Sired by Ole Bob Bowers out of Once Double, by Double Jay, John Henry was foaled on March 9, 1975 at Golden Chance Farm in Paris, Kentucky.
After having passed through several owners and trainers, John Henry finally blossomed under the careful tutelage of trainer Ron McAnally, and with his owner, Sam Rubin. McAnally, who brought out the best in the horse with “carrots, apples and love,” visited John Henry many times during the horse’s retirement and had just seen him again as recently as September, and brought John’s favorite cookies and carrots to his aging protégé. Lewis Cenicola, John Henry’s exercise rider for six years, also visited the horse in September.
Tom Levinson, stepson of the late Sam Rubin said, “John always had fire in his eyes as he circled his opponents in the paddock while they pranced, his eyes glazed with the determination to win. Certainly he was the people’s hero… Sam and Dorothy loved sharing John’s victories with his adoring fans and we appreciate their devotion even to this sad day… We are sure that if Sam Rubin were here today, he and my mother Dorothy would agree that their wish would be for John Henry to be remembered as the mighty, cantankerous champion we all loved.”
Chris McCarron rode John Henry in 14 of his last races and has spent many hours with the horse during his 22 years at the park. Regarding the great horse’s passing, he observed, “What can I say about the legendary John Henry that has not already been said? John meant the world to my family and me. Everywhere he raced, his presence doubled the size of a normal race track crowd. He did so much for racing, even after he retired, that he will be impossible to replace. He will be sorely missed but forever in our hearts.”

Exercises:
(1) List every horse named in the John Henry excerpt above.
(2) Echo the John Henry excerpt word for word, starting at "Sired by Ole" and ending at "horse in September.".
The items that follow are separate material, unrelated to the excerpt above.

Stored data
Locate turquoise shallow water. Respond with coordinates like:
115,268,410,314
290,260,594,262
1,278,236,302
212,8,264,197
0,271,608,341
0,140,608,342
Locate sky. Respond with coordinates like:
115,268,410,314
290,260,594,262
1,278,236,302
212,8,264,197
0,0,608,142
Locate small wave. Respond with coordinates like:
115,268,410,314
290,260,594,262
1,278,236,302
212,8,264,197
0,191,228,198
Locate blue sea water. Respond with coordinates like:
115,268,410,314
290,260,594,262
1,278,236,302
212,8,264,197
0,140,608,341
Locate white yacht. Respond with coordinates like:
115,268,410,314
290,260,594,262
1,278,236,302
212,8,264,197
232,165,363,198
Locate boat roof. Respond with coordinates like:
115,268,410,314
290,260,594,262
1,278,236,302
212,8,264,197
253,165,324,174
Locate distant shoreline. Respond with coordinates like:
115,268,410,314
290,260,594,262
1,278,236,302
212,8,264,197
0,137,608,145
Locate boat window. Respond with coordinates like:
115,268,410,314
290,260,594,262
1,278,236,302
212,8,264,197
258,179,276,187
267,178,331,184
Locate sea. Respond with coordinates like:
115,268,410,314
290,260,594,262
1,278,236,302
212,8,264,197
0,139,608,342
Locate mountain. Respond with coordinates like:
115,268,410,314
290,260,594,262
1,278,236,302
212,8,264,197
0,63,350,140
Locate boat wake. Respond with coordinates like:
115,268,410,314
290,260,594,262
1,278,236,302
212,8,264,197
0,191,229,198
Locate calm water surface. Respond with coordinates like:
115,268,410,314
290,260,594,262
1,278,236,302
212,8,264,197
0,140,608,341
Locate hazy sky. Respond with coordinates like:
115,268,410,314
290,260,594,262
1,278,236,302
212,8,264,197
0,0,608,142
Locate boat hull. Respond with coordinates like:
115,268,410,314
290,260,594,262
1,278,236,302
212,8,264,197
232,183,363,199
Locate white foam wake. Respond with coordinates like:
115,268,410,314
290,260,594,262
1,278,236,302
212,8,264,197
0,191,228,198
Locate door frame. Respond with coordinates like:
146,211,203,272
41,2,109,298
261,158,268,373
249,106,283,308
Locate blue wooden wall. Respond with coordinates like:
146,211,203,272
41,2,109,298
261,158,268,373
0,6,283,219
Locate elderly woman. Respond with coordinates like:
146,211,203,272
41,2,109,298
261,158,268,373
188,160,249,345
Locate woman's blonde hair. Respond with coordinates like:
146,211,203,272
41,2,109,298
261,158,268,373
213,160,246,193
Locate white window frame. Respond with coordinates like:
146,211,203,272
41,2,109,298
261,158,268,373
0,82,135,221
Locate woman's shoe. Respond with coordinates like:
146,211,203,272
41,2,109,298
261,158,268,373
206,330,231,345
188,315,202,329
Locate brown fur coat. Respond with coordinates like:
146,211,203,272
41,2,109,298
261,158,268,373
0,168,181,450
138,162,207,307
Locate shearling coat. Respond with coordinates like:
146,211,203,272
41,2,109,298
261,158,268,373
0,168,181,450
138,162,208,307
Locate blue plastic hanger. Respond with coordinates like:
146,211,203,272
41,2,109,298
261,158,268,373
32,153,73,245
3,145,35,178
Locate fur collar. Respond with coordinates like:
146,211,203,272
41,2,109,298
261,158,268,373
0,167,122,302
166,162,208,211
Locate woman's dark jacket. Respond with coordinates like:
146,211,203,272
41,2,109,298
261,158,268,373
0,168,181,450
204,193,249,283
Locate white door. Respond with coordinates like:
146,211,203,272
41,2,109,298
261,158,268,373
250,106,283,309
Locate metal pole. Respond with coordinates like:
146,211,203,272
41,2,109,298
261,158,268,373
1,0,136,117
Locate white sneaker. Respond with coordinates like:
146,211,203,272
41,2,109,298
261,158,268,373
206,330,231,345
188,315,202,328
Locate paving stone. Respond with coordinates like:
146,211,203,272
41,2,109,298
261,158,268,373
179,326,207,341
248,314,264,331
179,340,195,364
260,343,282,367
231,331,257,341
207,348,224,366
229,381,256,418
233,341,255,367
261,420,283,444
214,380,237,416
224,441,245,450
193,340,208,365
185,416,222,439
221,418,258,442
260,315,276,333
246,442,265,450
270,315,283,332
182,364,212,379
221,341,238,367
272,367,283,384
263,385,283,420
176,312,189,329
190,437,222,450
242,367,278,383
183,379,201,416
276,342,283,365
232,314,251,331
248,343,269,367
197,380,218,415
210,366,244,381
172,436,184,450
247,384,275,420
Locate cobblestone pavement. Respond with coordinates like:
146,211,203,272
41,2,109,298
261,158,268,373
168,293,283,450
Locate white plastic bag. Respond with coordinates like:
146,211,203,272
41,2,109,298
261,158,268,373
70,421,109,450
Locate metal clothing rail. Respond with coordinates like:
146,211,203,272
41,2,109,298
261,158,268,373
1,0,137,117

Answers for each item:
(1) John Henry, Ole Bob Bowers, Once Double, Double Jay

(2)
Sired by Ole Bob Bowers out of Once Double, by Double Jay, John Henry was foaled on March 9, 1975 at Golden Chance Farm in Paris, Kentucky.
After having passed through several owners and trainers, John Henry finally blossomed under the careful tutelage of trainer Ron McAnally, and with his owner, Sam Rubin. McAnally, who brought out the best in the horse with “carrots, apples and love,” visited John Henry many times during the horse’s retirement and had just seen him again as recently as September, and brought John’s favorite cookies and carrots to his aging protégé. Lewis Cenicola, John Henry’s exercise rider for six years, also visited the horse in September.